-- START OF Passage shown --

Should California Abolish The Three-Strikes Law?
Image description: A photograph of a pair of hands grasping the bars of a jail cell.
In 1994, California adopted the Three Strikes Law, which requires a “twenty-five years to life [sentence] for people convicted of a third felony…[after already being convicted of] two serious or violent felonies.” This law was part of the U.S.’s “tough on crime” movement that was created in response to rising rates of violent crime and “aimed to indefinitely imprison habitual offenders.”
Despite aims to reduce crime, there is no evidence that the Three Strikes Law has reduced crime or recidivism (the likelihood of a criminal reoffending) rates in California. Additionally, according to Mike Romano, director of the Three Strikes Project at Stanford Law School, instead of locking up violent offenders, the law has “targeted crimes of poverty,” which are crimes that people commit because of their poor socioeconomic conditions and can be considered crimes of necessity. The law also targets low-level crimes where little harm has occurred, such as “small-time robbery [and] burglary.”
The law has also been criticized for disproportionately impacting Black and Latino populations and significantly increasing California’s prison population. An annual report released in December 2021 by the California Committee on the Revision of the Penal Code found that “80 percent of people sentenced under the three strikes law are people of color” and that more than 33,000 people are currently serving three-strikes sentences in California prisons. Thus, the committee has recommended the repeal of the Three Strikes Law.
Other critics directed their attention to the fact that juveniles who commit both violent and non-violent crimes can be given a strike, which can be later applied to their sentencing as adults. This does not allow youth offenders to be effectively rehabilitated as their criminal activities stay with them for the rest of their lives. Thus, critics argue that the Three Strikes Law focuses too much on imprisonment and incapacitation and “undermines the rehabilitative goals of the juvenile justice system.” Furthermore, they claim that the policy “disproportionately affects youth offenders of color and fails to consider their brain maturity.”

-- END OF Passage shown --

* **Problem set**
1. Using the three-strikes article, answer each question:
(a) In what year did California adopt the Three Strikes Law?
(b) Who is named as director of the Three Strikes Project at Stanford Law School?
(c) According to the committee's December 2021 report, what percentage of people sentenced under the law are people of color?
2. List every organization or institution the three-strikes article names.
3. Quote the three-strikes article word for word, starting at "The law has also" and ending at "Three Strikes Law.".
The data that follow come from a separate source and have no connection to the three-strikes article.

-- START OF Information supplied --

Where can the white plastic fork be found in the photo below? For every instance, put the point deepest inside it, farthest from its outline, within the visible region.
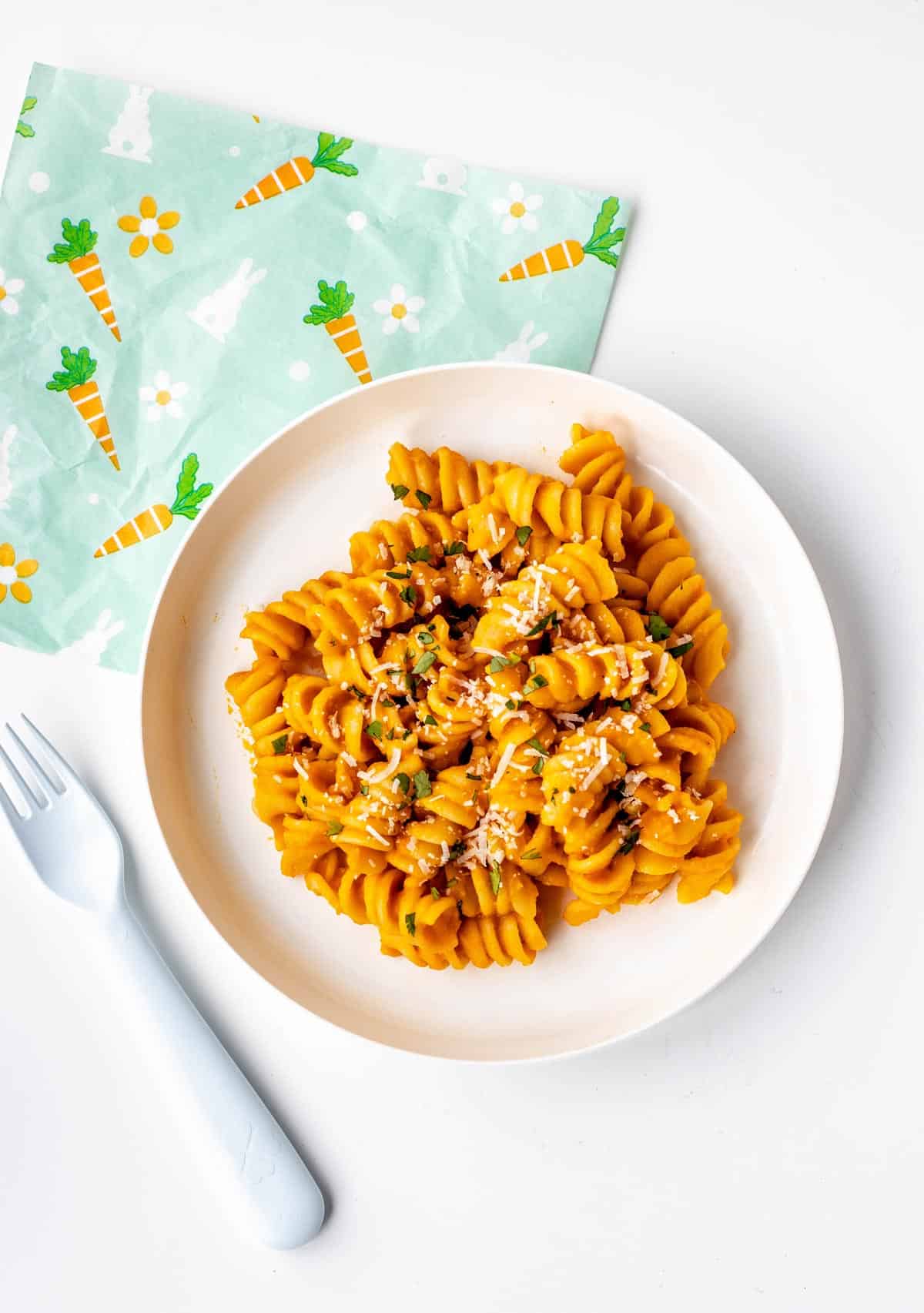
(76, 851)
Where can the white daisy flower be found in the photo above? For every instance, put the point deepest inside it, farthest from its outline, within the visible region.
(400, 310)
(164, 397)
(8, 292)
(517, 209)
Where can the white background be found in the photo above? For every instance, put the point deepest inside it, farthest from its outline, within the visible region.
(763, 1151)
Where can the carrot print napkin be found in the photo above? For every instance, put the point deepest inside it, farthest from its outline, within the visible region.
(180, 281)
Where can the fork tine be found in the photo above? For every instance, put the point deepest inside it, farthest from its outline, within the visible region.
(55, 787)
(7, 806)
(66, 775)
(32, 797)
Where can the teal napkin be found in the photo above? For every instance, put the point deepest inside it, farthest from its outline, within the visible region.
(179, 281)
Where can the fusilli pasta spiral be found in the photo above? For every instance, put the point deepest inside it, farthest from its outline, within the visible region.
(506, 702)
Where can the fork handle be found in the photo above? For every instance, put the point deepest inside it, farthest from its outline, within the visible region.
(260, 1164)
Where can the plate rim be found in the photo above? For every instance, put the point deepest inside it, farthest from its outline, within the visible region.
(836, 698)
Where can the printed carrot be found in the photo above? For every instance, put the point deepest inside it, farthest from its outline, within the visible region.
(301, 169)
(568, 253)
(154, 519)
(76, 253)
(76, 380)
(333, 313)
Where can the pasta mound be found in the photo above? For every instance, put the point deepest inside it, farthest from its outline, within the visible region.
(504, 702)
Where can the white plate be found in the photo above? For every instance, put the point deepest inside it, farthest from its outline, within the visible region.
(286, 516)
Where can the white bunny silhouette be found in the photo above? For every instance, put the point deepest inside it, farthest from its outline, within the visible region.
(130, 134)
(444, 173)
(218, 311)
(5, 481)
(92, 645)
(521, 350)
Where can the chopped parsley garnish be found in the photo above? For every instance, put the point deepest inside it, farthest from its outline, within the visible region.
(499, 663)
(551, 618)
(424, 663)
(658, 628)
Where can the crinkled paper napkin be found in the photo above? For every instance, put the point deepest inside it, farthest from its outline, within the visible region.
(180, 281)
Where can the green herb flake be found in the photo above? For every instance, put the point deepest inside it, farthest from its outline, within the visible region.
(424, 663)
(658, 628)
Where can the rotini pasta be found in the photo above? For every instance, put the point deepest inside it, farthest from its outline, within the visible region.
(504, 702)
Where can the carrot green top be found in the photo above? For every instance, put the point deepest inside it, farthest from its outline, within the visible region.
(604, 236)
(79, 239)
(328, 152)
(188, 497)
(78, 369)
(335, 303)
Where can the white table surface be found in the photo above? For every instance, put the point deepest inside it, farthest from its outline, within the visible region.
(763, 1151)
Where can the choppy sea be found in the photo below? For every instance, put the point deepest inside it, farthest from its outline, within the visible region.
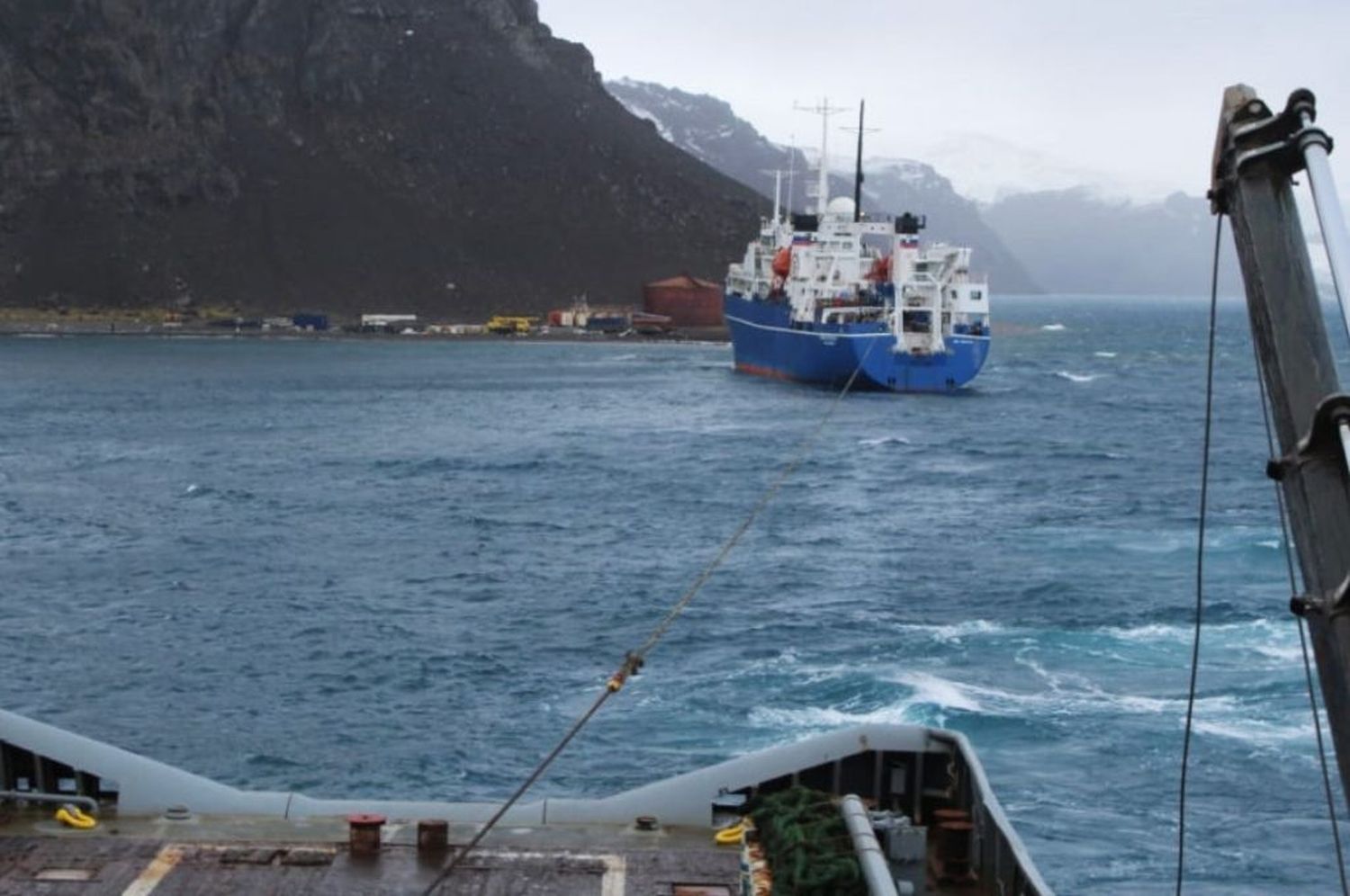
(402, 567)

-- END OF Information supplied --

* **In response**
1.
(a) 1994
(b) Mike Romano
(c) 80 percent

2.
Three Strikes Project
Stanford Law School
California Committee on the Revision of the Penal Code

3.
The law has also been criticized for disproportionately impacting Black and Latino populations and significantly increasing California’s prison population. An annual report released in December 2021 by the California Committee on the Revision of the Penal Code found that “80 percent of people sentenced under the three strikes law are people of color” and that more than 33,000 people are currently serving three-strikes sentences in California prisons. Thus, the committee has recommended the repeal of the Three Strikes Law.